**Source data:**

---

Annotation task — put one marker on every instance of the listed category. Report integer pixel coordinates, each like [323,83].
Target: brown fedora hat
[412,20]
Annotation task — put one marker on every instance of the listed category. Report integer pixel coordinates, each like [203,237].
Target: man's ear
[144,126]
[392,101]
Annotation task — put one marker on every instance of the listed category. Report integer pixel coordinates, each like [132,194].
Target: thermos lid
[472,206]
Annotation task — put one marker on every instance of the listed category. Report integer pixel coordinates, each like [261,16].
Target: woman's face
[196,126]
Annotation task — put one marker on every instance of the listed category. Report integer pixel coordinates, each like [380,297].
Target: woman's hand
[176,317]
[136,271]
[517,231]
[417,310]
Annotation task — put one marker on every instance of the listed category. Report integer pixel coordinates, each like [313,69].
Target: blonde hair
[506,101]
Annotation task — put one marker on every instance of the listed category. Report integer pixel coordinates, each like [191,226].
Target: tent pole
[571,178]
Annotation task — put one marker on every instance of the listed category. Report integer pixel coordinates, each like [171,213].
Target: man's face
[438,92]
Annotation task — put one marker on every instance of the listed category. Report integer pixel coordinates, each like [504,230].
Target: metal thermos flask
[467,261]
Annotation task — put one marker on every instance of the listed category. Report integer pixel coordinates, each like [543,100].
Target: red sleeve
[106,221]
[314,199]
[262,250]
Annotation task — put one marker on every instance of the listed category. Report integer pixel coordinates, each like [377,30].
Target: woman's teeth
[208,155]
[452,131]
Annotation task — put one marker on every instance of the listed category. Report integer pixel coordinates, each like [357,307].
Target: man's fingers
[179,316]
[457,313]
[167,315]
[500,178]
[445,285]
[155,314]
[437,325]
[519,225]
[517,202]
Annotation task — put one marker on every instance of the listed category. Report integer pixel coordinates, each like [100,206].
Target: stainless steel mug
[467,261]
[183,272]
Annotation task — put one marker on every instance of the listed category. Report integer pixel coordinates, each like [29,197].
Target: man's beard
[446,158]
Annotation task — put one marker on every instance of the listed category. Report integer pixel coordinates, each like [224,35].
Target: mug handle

---

Could you render the entries above as a Markdown table with two columns, No. for the row number and Line for the text of each line, leaving out any blank lines?

| No. | Line |
|---|---|
| 1 | Annotation task — put one marker on every instance of the listed category. Report integer pixel coordinates, each like [323,83]. |
| 2 | Target: brown fedora hat |
| 3 | [412,20] |
| 4 | Annotation task — put one marker on every instance of the listed category. Report integer pixel coordinates, each like [203,237]. |
| 5 | Target: man's ear |
| 6 | [144,126] |
| 7 | [392,101] |
| 8 | Annotation task — put one marker on every instance of the listed category. Report integer pixel coordinates, each like [132,194]. |
| 9 | Target: thermos lid |
| 10 | [472,206] |
| 11 | Annotation task — put one marker on every instance of the listed category. Report integer pixel coordinates, each like [261,16]. |
| 12 | Target: woman's face |
| 13 | [196,126] |
| 14 | Annotation task — put one marker on every instance of the listed category. Report integer pixel coordinates, each like [380,297]. |
| 15 | Target: woman's hand |
| 16 | [176,317] |
| 17 | [136,271] |
| 18 | [517,231] |
| 19 | [417,310] |
| 20 | Annotation task — put one marker on every instance of the listed category. Report integer pixel coordinates, each like [313,69]. |
| 21 | Target: blonde hair |
| 22 | [506,101] |
| 23 | Annotation task — put one marker on every instance of the listed category. Report integer pixel coordinates, each like [191,226]. |
| 24 | Target: tent pole |
| 25 | [571,178] |
| 26 | Annotation task — put one marker on every instance of the listed category. Report integer pixel coordinates, each like [171,213]. |
| 27 | Target: man's face |
| 28 | [438,92] |
| 29 | Annotation task — put one marker on every instance of the listed category. Report integer pixel coordinates, each like [504,230]. |
| 30 | Target: metal thermos flask |
| 31 | [467,261] |
| 32 | Annotation task — put one marker on every instance of the listed category. Report integer pixel coordinates, each like [543,100]. |
| 33 | Target: red sleeve |
| 34 | [106,221] |
| 35 | [314,199] |
| 36 | [262,250] |
| 37 | Annotation task — put one marker on every instance of the listed category. Report integer pixel coordinates, each like [377,30]. |
| 38 | Target: woman's teeth |
| 39 | [208,155] |
| 40 | [452,131] |
| 41 | Annotation task — put one marker on every instance of the listed category. Report integer pixel coordinates, each like [357,307]. |
| 42 | Target: man's fingers |
| 43 | [179,316] |
| 44 | [457,313] |
| 45 | [167,315] |
| 46 | [500,178] |
| 47 | [445,285] |
| 48 | [155,314] |
| 49 | [437,325] |
| 50 | [519,225] |
| 51 | [517,202] |
| 52 | Annotation task — put one marker on every instance of the listed category. Report integer pixel coordinates, each like [100,206]. |
| 53 | Target: stainless steel mug |
| 54 | [467,261] |
| 55 | [183,272] |
| 56 | Annotation task — put one marker on every instance of the listed category. Report integer pixel coordinates, each like [29,197]. |
| 57 | Target: man's beard |
| 58 | [446,158] |
| 59 | Annotation task — put one marker on every instance of the listed category. Report integer pixel coordinates, each like [224,35]. |
| 60 | Target: mug handle |